§ Exercise
Gather every line below that contains the word "eyebrow" and copy each one in full.

§ Data to use
::::

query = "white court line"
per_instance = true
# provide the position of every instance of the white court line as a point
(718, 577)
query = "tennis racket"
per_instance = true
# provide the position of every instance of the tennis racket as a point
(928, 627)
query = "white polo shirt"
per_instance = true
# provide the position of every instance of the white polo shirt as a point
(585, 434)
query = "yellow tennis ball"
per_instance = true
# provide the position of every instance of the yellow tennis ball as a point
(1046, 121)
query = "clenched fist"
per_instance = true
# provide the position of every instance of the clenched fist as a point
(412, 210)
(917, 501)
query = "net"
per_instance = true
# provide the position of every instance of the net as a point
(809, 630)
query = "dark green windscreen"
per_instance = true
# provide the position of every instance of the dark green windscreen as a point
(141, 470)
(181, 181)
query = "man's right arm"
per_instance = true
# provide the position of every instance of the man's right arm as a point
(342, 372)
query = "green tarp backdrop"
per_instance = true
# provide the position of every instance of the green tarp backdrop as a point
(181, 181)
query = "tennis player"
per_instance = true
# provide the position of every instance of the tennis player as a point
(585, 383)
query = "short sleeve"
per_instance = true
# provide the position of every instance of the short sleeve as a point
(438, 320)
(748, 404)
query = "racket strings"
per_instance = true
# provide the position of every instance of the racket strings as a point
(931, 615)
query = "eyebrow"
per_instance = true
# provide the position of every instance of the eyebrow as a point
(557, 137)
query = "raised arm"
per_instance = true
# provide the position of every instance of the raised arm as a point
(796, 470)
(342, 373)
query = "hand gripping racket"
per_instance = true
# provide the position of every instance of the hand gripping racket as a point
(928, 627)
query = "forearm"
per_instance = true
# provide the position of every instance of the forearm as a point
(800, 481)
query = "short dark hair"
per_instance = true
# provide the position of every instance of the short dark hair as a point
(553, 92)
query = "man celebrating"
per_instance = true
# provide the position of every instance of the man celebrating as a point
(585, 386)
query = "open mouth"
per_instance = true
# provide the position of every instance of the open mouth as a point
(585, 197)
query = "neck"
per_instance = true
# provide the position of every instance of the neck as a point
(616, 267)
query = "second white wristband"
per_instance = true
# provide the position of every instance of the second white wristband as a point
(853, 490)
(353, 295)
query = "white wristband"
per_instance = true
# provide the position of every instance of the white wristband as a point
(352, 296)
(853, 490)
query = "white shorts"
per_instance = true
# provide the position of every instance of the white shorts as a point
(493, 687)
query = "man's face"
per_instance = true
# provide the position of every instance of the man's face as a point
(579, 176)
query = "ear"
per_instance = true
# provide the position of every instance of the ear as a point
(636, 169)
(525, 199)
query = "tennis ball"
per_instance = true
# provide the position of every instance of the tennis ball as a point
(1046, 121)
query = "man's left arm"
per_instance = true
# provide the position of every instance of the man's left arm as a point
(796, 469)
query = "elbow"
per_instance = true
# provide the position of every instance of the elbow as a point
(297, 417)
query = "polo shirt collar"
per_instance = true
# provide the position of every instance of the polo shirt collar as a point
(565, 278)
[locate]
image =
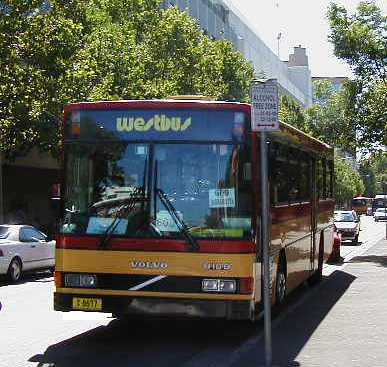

::::

§ Finished answer
query = "eyebrow"
# provide the position of every instance of the eyebrow as a point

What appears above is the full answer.